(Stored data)
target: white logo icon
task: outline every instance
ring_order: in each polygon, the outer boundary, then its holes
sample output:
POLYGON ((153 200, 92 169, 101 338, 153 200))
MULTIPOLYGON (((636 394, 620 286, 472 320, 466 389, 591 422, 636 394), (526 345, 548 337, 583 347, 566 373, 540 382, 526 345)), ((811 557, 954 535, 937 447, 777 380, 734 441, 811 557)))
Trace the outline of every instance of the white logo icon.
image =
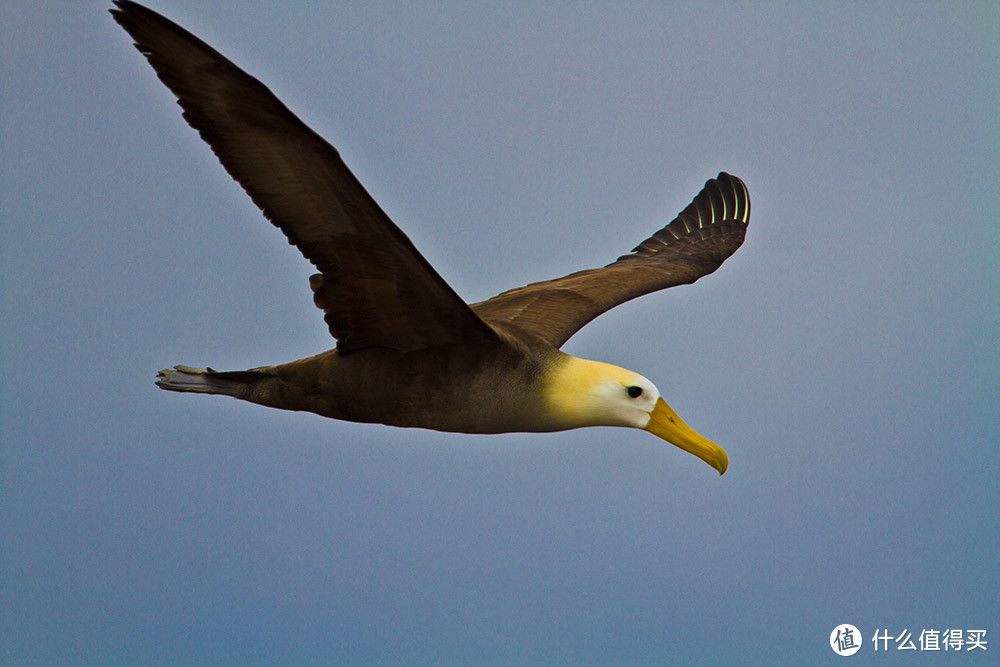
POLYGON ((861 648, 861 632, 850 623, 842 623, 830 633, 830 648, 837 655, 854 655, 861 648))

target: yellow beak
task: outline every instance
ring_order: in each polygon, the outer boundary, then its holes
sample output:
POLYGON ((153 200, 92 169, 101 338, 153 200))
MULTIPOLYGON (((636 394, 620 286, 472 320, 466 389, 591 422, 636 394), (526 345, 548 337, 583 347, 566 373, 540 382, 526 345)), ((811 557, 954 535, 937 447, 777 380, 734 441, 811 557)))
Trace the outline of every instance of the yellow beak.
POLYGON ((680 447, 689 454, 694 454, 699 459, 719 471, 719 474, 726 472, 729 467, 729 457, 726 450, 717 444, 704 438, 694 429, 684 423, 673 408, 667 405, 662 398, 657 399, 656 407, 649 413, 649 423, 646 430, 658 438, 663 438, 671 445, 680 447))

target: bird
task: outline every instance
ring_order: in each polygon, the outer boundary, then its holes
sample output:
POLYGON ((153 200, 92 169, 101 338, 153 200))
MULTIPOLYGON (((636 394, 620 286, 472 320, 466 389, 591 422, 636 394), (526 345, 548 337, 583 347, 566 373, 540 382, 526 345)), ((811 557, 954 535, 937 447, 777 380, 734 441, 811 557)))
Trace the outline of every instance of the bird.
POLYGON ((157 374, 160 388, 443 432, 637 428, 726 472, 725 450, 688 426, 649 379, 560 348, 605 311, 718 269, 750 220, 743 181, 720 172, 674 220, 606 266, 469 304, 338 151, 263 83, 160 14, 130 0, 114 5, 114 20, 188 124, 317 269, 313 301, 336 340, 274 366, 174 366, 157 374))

* TASK ITEM
Each line of the data above containing the string "icon" is to be copied.

* RESPONSE TO THE TASK
target: white logo icon
Trace the outline of every instance of the white logo icon.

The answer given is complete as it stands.